Por tudo isso, alguns investidores experientes têm conseguido ganhar dinheiro com as SPACs. Fundos de hedge, entre eles Millennium Management, Citadel e D. E. Shaw & Co., estavam entre os maiores investidores no final do primeiro trimestre, com faturamento acima de 4 bilhões de dólares cada um, segundo a SPAC Research. Os fundos de hedge normalmente não são investidores de longo prazo. Quando uma fusão é anunciada, a esperança é que as ações subam, e eles tendem a sacar antes de o negócio ser fechado.

Na maioria das vezes, os investidores institucionais que compraram no início tinham outra vantagem. Se investissem numa SPAC na época do IPO dela — quando arrecada dinheiro para uma aquisição futura —, eles pagariam 10 dólares por ação pelo estoque, mas também receberiam alguns warrants.

Os warrants são opções de compra futura de ações da empresa resultante da fusão, a um preço predeterminado. Vender as ações mas manter os warrants pode dar um bom lucro, mesmo que a aquisição seja um fracasso no longo prazo. Elizabeth Warren e outros democratas do Senado enviaram uma carta a seis operadores de destaque do setor de SPACs em setembro passado, descrevendo uma série de preocupações sobre grandes instituições que se beneficiam de acordos de SPACs às custas de investidores comuns.

» **LINHAS EXTRAÍDAS**:
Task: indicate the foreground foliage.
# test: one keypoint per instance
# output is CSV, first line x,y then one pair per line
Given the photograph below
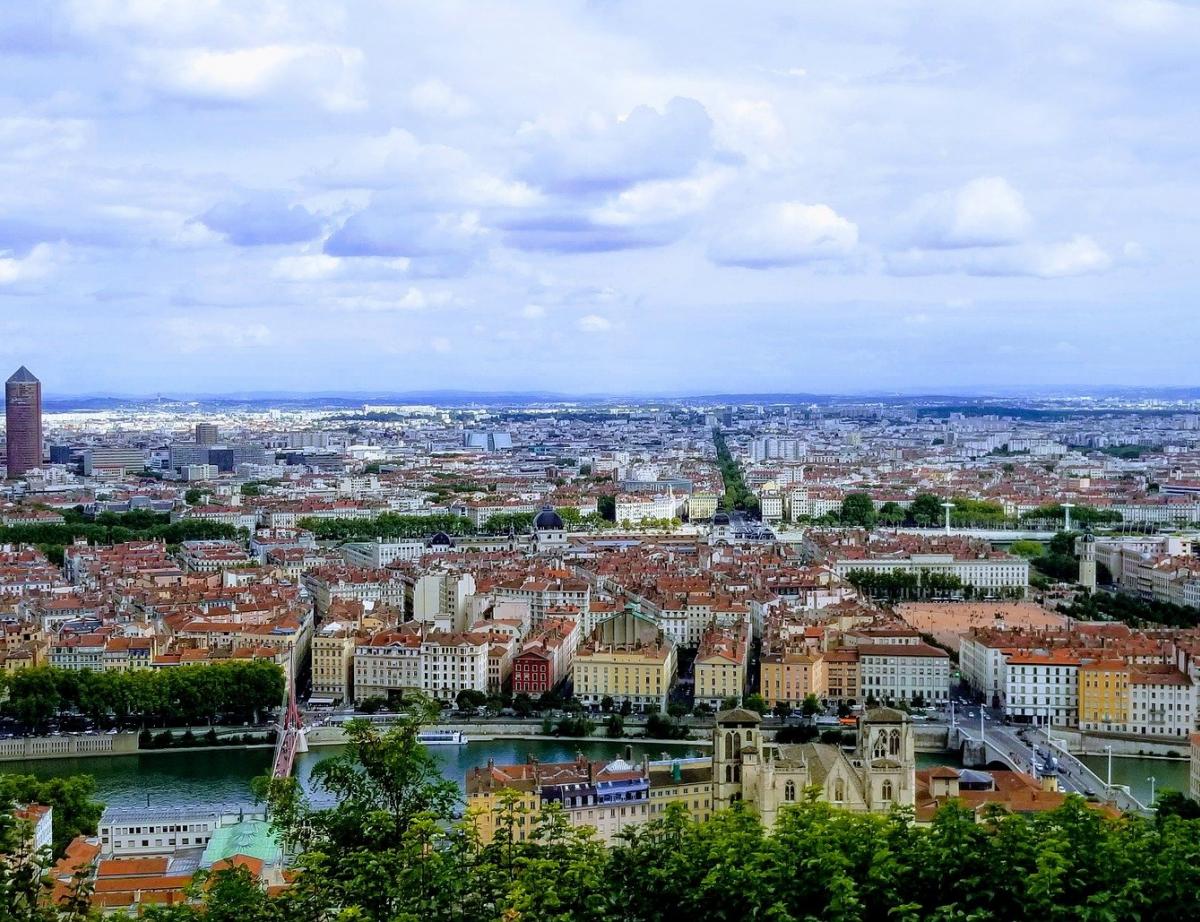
x,y
390,849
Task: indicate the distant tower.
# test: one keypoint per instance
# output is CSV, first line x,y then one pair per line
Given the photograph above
x,y
1085,548
23,421
207,433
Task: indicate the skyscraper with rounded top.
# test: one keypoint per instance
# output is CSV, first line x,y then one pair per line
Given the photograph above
x,y
23,421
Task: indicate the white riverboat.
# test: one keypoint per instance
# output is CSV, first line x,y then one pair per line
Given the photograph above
x,y
442,737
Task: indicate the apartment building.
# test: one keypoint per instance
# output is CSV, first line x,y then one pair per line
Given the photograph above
x,y
904,672
997,575
720,669
333,662
1043,687
790,676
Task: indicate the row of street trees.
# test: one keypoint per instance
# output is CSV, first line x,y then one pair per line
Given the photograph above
x,y
737,495
927,512
181,695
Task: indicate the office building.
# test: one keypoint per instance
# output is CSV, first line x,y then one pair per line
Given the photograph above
x,y
23,421
207,433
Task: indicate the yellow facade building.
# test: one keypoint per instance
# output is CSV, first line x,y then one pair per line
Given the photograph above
x,y
790,677
1104,696
627,659
841,676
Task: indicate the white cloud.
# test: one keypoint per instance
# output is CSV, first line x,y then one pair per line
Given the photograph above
x,y
35,138
784,233
37,263
661,201
197,334
325,73
399,162
383,301
594,323
985,211
436,99
306,267
1078,256
603,154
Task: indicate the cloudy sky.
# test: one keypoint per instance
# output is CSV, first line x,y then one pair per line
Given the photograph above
x,y
671,197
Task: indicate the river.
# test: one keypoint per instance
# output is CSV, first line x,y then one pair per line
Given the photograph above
x,y
222,776
1168,773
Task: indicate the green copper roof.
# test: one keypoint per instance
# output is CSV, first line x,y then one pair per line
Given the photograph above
x,y
247,837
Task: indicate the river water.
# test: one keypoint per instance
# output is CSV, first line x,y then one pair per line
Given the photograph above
x,y
222,777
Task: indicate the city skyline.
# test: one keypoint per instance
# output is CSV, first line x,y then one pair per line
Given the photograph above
x,y
598,197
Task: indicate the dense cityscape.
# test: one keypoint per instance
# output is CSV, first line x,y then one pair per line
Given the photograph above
x,y
876,605
577,461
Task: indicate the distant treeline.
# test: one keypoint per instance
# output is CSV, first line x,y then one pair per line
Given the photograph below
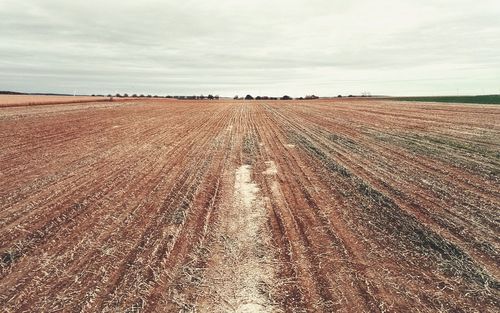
x,y
285,97
125,95
484,99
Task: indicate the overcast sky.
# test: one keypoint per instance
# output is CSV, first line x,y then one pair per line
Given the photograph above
x,y
266,47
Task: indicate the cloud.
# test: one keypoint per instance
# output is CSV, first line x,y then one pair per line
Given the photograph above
x,y
235,47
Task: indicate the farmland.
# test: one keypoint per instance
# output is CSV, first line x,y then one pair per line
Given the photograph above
x,y
250,206
29,100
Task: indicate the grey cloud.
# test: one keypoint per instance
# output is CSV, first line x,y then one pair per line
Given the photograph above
x,y
229,47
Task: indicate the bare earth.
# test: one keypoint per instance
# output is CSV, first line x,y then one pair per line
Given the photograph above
x,y
27,100
234,206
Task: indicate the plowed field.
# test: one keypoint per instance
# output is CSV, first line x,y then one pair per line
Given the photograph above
x,y
227,206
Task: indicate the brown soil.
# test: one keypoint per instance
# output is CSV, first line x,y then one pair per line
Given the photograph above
x,y
247,206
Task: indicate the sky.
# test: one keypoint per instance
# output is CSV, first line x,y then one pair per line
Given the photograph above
x,y
259,47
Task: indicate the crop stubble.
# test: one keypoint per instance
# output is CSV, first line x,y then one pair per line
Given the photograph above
x,y
249,206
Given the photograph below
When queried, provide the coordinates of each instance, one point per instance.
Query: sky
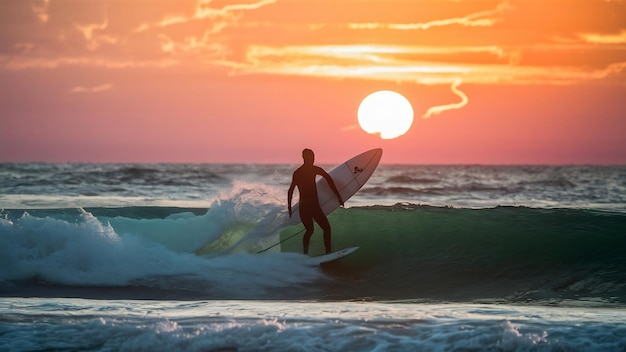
(256, 81)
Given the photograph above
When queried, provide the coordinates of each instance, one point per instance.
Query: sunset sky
(490, 82)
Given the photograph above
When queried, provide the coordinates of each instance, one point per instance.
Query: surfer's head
(308, 156)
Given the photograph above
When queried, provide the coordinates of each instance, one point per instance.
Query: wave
(406, 251)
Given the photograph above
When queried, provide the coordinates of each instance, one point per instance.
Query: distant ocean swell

» **PROBLEMA A RESOLVER**: Reproduza, sem alterações, o trecho do texto sobre as SPACs que começa com "Por tudo isso, alguns" e termina com "receberiam alguns warrants.".

» **SOLUÇÃO DA TAREFA**:
Por tudo isso, alguns investidores experientes têm conseguido ganhar dinheiro com as SPACs. Fundos de hedge, entre eles Millennium Management, Citadel e D. E. Shaw & Co., estavam entre os maiores investidores no final do primeiro trimestre, com faturamento acima de 4 bilhões de dólares cada um, segundo a SPAC Research. Os fundos de hedge normalmente não são investidores de longo prazo. Quando uma fusão é anunciada, a esperança é que as ações subam, e eles tendem a sacar antes de o negócio ser fechado.

Na maioria das vezes, os investidores institucionais que compraram no início tinham outra vantagem. Se investissem numa SPAC na época do IPO dela — quando arrecada dinheiro para uma aquisição futura —, eles pagariam 10 dólares por ação pelo estoque, mas também receberiam alguns warrants.